Show every line in the data below that contains the word "floor", matching case exactly.

Named-object pointing data

================

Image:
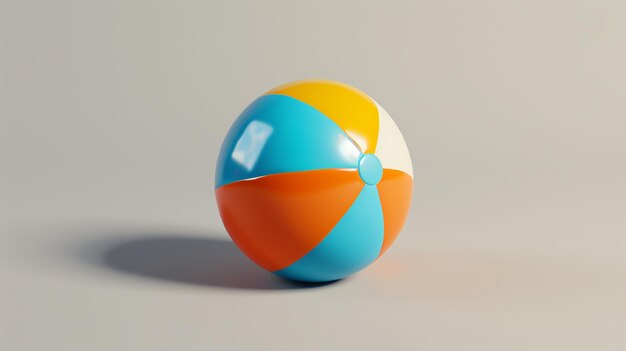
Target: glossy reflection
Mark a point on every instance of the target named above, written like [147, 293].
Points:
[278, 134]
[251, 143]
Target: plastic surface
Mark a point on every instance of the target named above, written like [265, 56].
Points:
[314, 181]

================

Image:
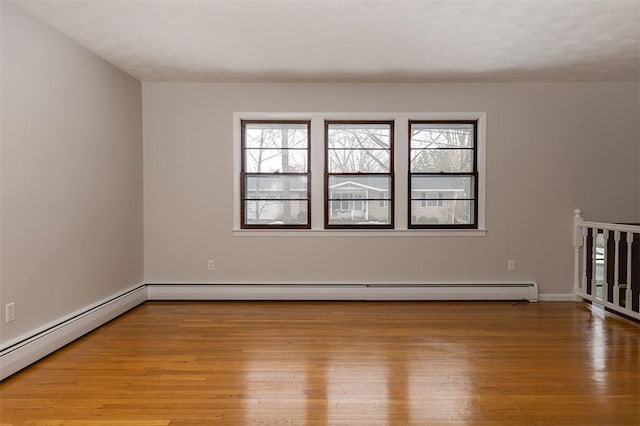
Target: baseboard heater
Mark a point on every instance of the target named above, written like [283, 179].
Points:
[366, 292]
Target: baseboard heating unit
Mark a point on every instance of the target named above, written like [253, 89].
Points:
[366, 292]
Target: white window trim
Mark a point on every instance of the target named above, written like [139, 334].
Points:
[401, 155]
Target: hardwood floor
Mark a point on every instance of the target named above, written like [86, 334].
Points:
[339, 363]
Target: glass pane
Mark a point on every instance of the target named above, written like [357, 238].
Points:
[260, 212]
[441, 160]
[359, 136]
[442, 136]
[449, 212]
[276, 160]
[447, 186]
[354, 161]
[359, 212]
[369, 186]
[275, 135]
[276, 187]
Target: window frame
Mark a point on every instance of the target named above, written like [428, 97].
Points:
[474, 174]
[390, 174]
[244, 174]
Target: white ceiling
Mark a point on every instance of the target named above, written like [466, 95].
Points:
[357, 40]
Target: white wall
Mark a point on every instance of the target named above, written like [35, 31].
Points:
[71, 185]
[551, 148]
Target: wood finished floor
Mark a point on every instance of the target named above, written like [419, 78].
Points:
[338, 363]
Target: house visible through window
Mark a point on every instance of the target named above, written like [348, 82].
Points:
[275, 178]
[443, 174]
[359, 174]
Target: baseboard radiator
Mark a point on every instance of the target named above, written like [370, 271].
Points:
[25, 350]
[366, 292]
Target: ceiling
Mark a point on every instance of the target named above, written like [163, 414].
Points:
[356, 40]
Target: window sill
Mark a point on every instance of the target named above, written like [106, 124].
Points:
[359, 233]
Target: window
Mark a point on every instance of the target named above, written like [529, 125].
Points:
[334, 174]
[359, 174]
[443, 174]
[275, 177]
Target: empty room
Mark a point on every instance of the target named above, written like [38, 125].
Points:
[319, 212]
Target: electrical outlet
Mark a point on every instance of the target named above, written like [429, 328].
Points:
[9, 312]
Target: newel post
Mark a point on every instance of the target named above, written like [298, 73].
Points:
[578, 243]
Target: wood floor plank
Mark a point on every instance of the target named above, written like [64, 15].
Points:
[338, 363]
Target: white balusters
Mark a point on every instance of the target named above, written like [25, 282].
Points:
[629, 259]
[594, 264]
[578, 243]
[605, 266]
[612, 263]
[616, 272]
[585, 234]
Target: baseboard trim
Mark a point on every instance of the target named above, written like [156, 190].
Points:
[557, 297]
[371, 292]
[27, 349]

================

:: EXPECTED ANSWER ::
Target: hardwood floor
Target: wood finished floor
Target: wood floor plank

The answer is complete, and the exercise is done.